* VOS TÂCHES:
1 - Dans le texte sur le peintre George Desvallières, quel surnom lui donnait-on à cause de son soutien aux fauvistes ?
2 - Prolongez le texte sur le peintre George Desvallières à partir de sa dernière phrase.

* EXTRAIT DU TEXTE:
>>>
Additif n°2 à « L’église Ste-Barbe »
Pour le critique Vallon,
par fsz site polonais-et-potasse.com
- Ne nous le cachons pas, George Desvallières (né le 14-03-1861 à Paris, et décédé le 05-10-1950, à Paris également), le fameux peintre du Chemin de Croix de l’église Ste-barbe de F68270 Wittenheim (et qui a aussi dessiné, entre autres chefs-d’œuvre, six vitraux de la chapelle de l’ossuaire de Douaumont, ensuite exécutés par le maître-verrier Jean-Hébert Stevens.) avait la réputation de ne pas être d’un abord facile ; on dit même que plus il a été consacré dans l’élite française du premier XXème siècle plus son contact est devenu rugueux, abrupt, rebutant ; il fallait prendre son courage à deux mains pour lui adresser la parole, on courait grand risque d’une verte rebuffade. En tout cas, c’était ce qui se chuchotait couramment à propos du « maître », qui par ailleurs était quand même suffisamment soutien de ses collègues fauvistes, armés de leurs fortes couleurs contrastées, ouvertement, pour être carrément surnommé « l’oncle des fauves ».
<<<
* LIGNES DE DONNÉES:
>>>
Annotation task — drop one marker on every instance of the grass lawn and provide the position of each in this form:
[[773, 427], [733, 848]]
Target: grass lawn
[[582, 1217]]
<<<
* RÉSULTATS DE L’EXERCICE:
1 - On le surnommait « l’oncle des fauves ».

2 -
- La bribe de conversation ci-dessous témoigne bien de la façon dont est couramment perçu vers 1930, dans les cercles avertis, le quasi- « anachorète » du village d’environ 1800 habitants de Seine-Port (résidence secondaire très prisée de nombre de célébrités parisiennes), dans le département de la Seine- et- Marne, à une dizaine de kilomètres à l’ouest du chef-lieu Melun. « Alors, c’est décidé ? Tu vas voir Desvallières ?… Tu es un héros !… Pourquoi tu es un héros ? Mais parce que tu risques le bûcher, tout simplement. Cet homme-là, vois-tu, c’est une réincarnation de Torquemada ! » Les avais-je assez entendues, ces paroles menaçantes, depuis les quinze jours qu’il était question de ma visite à l’atelier de Seine-Port. Affectueusement, d’ailleurs, comme si l’excellente intention qui présiderait à l’opération devait pouvoir enlever à celle-ci tout caractère douloureux ou seulement désagréable, on se hâtait d’affirmer : « Ce sera pour ton bien, tu sais ! Pour le salut de ton âme ! Je haussais les épaules. » Comparé au terrifiant Grand Inquisiteur d’Espagne de la fin du XVème siècle, auquel on a attribué quelque 2000 condamnations à mort pour hérésie réelle, ou supposée ! et auquel Victor Hugo lui-même a cru devoir consacrer une pièce de théâtre (en vers ! un de ses fameux drames romantiques !) éponyme : carrément ! Et pourquoi pas, installés pour installés que nous sommes dans le monstrueux-fabuleux, ne pas en faire un nouvel ogre de Perrault, ou un nouveau minotaure dévoreur de jeunes garçons et filles, à la chair fraîche et tendre ?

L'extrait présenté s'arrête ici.